↓
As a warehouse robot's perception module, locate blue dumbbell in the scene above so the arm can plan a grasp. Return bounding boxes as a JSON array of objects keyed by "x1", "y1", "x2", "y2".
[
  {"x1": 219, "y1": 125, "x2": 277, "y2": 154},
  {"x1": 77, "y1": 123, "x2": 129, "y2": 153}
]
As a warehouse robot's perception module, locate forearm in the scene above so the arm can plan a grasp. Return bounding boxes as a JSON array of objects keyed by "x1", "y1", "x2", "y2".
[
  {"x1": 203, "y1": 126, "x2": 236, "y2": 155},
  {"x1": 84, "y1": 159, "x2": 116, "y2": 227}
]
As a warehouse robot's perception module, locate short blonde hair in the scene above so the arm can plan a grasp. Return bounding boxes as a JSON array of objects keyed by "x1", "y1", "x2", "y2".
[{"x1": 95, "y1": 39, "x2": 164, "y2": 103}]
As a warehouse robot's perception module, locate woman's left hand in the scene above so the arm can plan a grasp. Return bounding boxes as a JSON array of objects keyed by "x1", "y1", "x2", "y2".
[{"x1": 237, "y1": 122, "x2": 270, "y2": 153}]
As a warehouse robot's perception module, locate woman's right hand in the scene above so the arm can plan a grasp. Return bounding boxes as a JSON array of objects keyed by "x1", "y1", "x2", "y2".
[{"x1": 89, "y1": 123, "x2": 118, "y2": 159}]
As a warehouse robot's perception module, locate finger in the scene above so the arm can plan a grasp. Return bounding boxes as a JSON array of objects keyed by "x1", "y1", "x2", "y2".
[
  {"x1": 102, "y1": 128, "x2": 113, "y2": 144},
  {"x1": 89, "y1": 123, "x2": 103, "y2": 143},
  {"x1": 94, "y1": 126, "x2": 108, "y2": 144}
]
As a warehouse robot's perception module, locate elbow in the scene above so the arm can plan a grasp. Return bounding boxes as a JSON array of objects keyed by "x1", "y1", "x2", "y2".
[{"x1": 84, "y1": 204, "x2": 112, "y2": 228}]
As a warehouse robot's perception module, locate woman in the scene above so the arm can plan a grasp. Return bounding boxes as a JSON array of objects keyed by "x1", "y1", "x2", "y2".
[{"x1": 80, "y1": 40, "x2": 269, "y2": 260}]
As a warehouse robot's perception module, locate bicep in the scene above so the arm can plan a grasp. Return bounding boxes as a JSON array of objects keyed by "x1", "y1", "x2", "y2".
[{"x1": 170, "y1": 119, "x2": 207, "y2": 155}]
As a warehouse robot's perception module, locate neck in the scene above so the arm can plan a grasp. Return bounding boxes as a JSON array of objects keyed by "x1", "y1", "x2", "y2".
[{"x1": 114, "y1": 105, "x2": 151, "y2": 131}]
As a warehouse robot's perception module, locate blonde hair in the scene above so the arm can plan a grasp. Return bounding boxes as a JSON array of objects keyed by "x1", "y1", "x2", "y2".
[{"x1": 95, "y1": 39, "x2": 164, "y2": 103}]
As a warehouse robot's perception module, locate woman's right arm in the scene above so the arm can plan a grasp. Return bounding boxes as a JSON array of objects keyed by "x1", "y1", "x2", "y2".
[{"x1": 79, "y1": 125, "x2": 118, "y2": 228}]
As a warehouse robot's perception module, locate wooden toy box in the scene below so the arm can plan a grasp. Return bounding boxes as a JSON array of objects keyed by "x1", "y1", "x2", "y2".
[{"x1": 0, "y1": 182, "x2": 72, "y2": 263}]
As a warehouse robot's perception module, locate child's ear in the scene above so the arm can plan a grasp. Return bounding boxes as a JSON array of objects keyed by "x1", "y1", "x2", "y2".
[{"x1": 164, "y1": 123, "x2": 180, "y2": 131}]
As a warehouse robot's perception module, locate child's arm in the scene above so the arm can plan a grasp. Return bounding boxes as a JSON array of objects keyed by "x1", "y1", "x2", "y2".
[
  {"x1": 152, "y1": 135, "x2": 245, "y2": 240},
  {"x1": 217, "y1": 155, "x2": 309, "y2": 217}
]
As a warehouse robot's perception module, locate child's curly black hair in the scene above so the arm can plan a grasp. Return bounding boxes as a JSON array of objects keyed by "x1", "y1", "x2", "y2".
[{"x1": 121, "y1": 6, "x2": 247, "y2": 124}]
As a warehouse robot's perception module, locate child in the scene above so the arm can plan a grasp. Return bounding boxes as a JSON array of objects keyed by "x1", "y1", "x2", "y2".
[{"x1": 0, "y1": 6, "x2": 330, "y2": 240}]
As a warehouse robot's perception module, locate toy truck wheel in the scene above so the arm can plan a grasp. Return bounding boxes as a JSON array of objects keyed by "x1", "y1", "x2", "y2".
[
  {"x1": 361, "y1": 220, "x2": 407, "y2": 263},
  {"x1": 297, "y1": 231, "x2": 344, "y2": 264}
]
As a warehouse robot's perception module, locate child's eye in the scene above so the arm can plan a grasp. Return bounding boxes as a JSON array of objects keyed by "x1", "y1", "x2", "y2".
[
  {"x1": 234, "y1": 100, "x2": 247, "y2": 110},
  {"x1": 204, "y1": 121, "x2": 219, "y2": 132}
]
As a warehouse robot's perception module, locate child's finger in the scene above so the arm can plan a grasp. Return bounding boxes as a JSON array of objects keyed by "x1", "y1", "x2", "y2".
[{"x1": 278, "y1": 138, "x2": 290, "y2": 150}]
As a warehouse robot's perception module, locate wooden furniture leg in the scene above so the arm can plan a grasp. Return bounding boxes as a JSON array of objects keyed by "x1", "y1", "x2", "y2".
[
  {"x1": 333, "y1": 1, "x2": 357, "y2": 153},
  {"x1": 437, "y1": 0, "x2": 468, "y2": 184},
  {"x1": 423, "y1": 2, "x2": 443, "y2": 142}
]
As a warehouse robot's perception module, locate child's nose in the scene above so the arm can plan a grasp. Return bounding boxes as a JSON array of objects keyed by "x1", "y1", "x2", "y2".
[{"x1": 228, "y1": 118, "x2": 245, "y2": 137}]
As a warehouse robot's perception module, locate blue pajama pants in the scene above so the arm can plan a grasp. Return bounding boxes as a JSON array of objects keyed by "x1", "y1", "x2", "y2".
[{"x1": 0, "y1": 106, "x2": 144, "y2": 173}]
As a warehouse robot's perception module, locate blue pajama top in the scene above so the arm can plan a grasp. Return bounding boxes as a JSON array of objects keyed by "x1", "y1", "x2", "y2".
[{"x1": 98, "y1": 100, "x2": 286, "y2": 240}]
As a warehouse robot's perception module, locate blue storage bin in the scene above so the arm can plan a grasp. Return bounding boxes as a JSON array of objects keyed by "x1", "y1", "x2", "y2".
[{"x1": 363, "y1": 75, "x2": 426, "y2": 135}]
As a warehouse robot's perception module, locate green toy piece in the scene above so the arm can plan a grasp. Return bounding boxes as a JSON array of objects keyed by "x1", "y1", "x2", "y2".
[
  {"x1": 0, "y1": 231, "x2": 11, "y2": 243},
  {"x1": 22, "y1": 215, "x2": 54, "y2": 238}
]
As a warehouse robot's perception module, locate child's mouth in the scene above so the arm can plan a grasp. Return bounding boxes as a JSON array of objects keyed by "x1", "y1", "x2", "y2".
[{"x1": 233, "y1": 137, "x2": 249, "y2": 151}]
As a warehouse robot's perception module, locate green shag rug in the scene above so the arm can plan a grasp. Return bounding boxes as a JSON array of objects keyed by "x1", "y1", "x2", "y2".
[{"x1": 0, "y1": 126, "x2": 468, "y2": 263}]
↑
WRITTEN TASK
Copy out every item above, keeping each line precisely as it reads.

RESPONSE TO THE EXERCISE
As a warehouse robot's perception module, locate blue dumbbell in the scene above so the arm can plan a grasp. Return bounding boxes as a JSON array of objects keyed by "x1", "y1", "x2", "y2".
[
  {"x1": 219, "y1": 125, "x2": 277, "y2": 154},
  {"x1": 77, "y1": 123, "x2": 129, "y2": 153}
]
As a warehouse robot's perception module, locate forearm in the scene above so the arm can plan a grasp. Return bounding boxes as a JSON array of objects keyed by "x1", "y1", "x2", "y2".
[
  {"x1": 203, "y1": 126, "x2": 236, "y2": 155},
  {"x1": 84, "y1": 159, "x2": 116, "y2": 227}
]
As a warehouse robot's perception module, locate short blonde hair in the scene above so the arm can plan a grasp. Return bounding boxes as a JSON array of objects keyed by "x1", "y1", "x2", "y2".
[{"x1": 95, "y1": 39, "x2": 164, "y2": 103}]
As a warehouse robot's perception module, locate woman's left hand in the scene above so the arm can plan a grasp. Return bounding boxes as a JSON array of objects keyed by "x1", "y1", "x2", "y2".
[{"x1": 237, "y1": 122, "x2": 270, "y2": 153}]
As a warehouse robot's perception module, locate woman's right hand in the scene above so the arm can plan a grasp. Return bounding boxes as a JSON array of objects keyed by "x1", "y1", "x2", "y2".
[{"x1": 89, "y1": 123, "x2": 118, "y2": 159}]
As a warehouse robot's perception module, locate finger in the scene above so the arm can plan a grasp. Return bounding boxes as a JSON array of objects keyed by "x1", "y1", "x2", "y2".
[
  {"x1": 102, "y1": 128, "x2": 113, "y2": 144},
  {"x1": 89, "y1": 123, "x2": 103, "y2": 143},
  {"x1": 94, "y1": 126, "x2": 108, "y2": 144}
]
As a warehouse robot's perception module, locate elbow in the scene above so the arm can plan a grasp. Return bounding boxes as a JSON array of objects keyed by "x1", "y1", "x2", "y2".
[{"x1": 84, "y1": 204, "x2": 112, "y2": 228}]
As a warehouse robot's perception module, locate woman in the scene above so the arm can plan a grasp. Return bounding boxes as a JSON array of objects keyed by "x1", "y1", "x2", "y2".
[{"x1": 80, "y1": 40, "x2": 269, "y2": 260}]
As a warehouse robot's perception module, locate bicep in the scene above so the arm can plan a grasp. Return bounding boxes as a JSON array of objects keyed by "x1", "y1", "x2", "y2".
[{"x1": 170, "y1": 119, "x2": 207, "y2": 155}]
As a warehouse robot's perception module, locate neck in the scene above so the arm can plan a grasp. Return bounding boxes as a JSON array of objects keyed by "x1", "y1", "x2", "y2".
[{"x1": 114, "y1": 105, "x2": 151, "y2": 131}]
As a warehouse robot's perception module, locate blonde hair in the scene above so the arm can plan a grasp. Return bounding boxes as a JSON array of objects keyed by "x1", "y1", "x2", "y2".
[{"x1": 95, "y1": 39, "x2": 164, "y2": 103}]
As a warehouse robot's perception module, locate woman's right arm in the scene above so the arm can plan a grasp. Return bounding boxes as a JSON array of objects keyed by "x1", "y1", "x2", "y2".
[{"x1": 79, "y1": 125, "x2": 118, "y2": 228}]
As a warehouse robot's perception module, locate wooden toy box in the scene below so the arm can plan a grasp. Return bounding boxes as a JSON array of objects keyed by "x1", "y1", "x2", "y2".
[{"x1": 0, "y1": 182, "x2": 72, "y2": 263}]
As a warehouse robot's perception module, locate child's ear in the scene above so the arm can plan a grasp. Return bounding boxes as a JSON array of objects keyed by "x1", "y1", "x2", "y2".
[{"x1": 164, "y1": 123, "x2": 180, "y2": 131}]
As a warehouse robot's perception module, locate child's arm in the scene above so the arm can plan a grasp. Return bounding boxes as a JSON array of objects keyed by "x1", "y1", "x2", "y2".
[
  {"x1": 152, "y1": 135, "x2": 245, "y2": 240},
  {"x1": 217, "y1": 155, "x2": 309, "y2": 217}
]
As a warehouse robot's perception module, locate child's curly black hair in the scene above so the arm can plan a grasp. Return bounding boxes as a JSON array of objects keyed by "x1", "y1", "x2", "y2".
[{"x1": 121, "y1": 6, "x2": 247, "y2": 124}]
As a warehouse robot's perception module, locate child in the scene above so the arm can plan a grasp. Return bounding boxes as a JSON array of objects keyed by "x1", "y1", "x2", "y2".
[{"x1": 0, "y1": 6, "x2": 330, "y2": 240}]
As a warehouse robot's perception module, locate toy truck wheel in the scene above so the arm can plan a grasp. Return bounding boxes as a JSON array of objects keyed by "x1", "y1", "x2", "y2".
[
  {"x1": 361, "y1": 220, "x2": 407, "y2": 263},
  {"x1": 297, "y1": 231, "x2": 344, "y2": 264}
]
As a warehouse robot's perception module, locate child's eye in the scene above so the arm can plan a grasp. Return bounding boxes as a JSON array of objects keyed by "x1", "y1", "x2", "y2".
[
  {"x1": 234, "y1": 100, "x2": 247, "y2": 110},
  {"x1": 204, "y1": 121, "x2": 219, "y2": 132}
]
As a warehouse robot's perception module, locate child's finger in the scene above so the arm can plan a grasp. Return bounding boxes as a JSON array of objects keyed by "x1", "y1", "x2", "y2".
[{"x1": 278, "y1": 138, "x2": 290, "y2": 150}]
As a warehouse robot's perception module, locate wooden furniture leg in the scene above so the arm can plan a grasp. Return bounding boxes as a JSON array of objects keyed by "x1", "y1", "x2", "y2".
[
  {"x1": 333, "y1": 1, "x2": 357, "y2": 153},
  {"x1": 437, "y1": 0, "x2": 468, "y2": 184},
  {"x1": 423, "y1": 2, "x2": 443, "y2": 142}
]
As a warehouse robot's perception module, locate child's nose in the scene above so the arm can plan a grasp. Return bounding boxes as a JSON array of objects keyed by "x1", "y1", "x2", "y2".
[{"x1": 228, "y1": 118, "x2": 245, "y2": 137}]
As a warehouse robot's perception module, locate blue pajama pants in the scene above so the arm can plan a grasp. Return bounding boxes as a JSON array of objects keyed by "x1", "y1", "x2", "y2".
[{"x1": 0, "y1": 106, "x2": 144, "y2": 173}]
As a warehouse robot's perception module, locate blue pajama top in the scene above so the arm can plan a grasp. Return bounding boxes as a JSON array of objects keyed by "x1", "y1", "x2", "y2".
[{"x1": 98, "y1": 100, "x2": 286, "y2": 240}]
As a warehouse robot's perception module, locate blue storage bin in the scene above so the arm can plan a grasp. Return bounding boxes as a JSON array of objects keyed by "x1", "y1", "x2", "y2".
[{"x1": 363, "y1": 75, "x2": 426, "y2": 135}]
As a warehouse robot's perception module, locate green toy piece in the scene above so the arm can plan a grasp. Return bounding boxes as a JSON array of objects keyed by "x1", "y1", "x2", "y2".
[
  {"x1": 0, "y1": 231, "x2": 11, "y2": 243},
  {"x1": 22, "y1": 215, "x2": 54, "y2": 238}
]
As a warehouse robot's perception module, locate child's mouth in the scene above so the arm can plan a grasp. Return bounding boxes as a JSON array of objects keyed by "x1", "y1", "x2", "y2".
[{"x1": 233, "y1": 137, "x2": 249, "y2": 151}]
As a warehouse robot's perception module, locate green shag rug in the scene above so the arm can plan a grasp. Return bounding boxes as a JSON array of objects keyed by "x1", "y1", "x2", "y2".
[{"x1": 0, "y1": 126, "x2": 468, "y2": 263}]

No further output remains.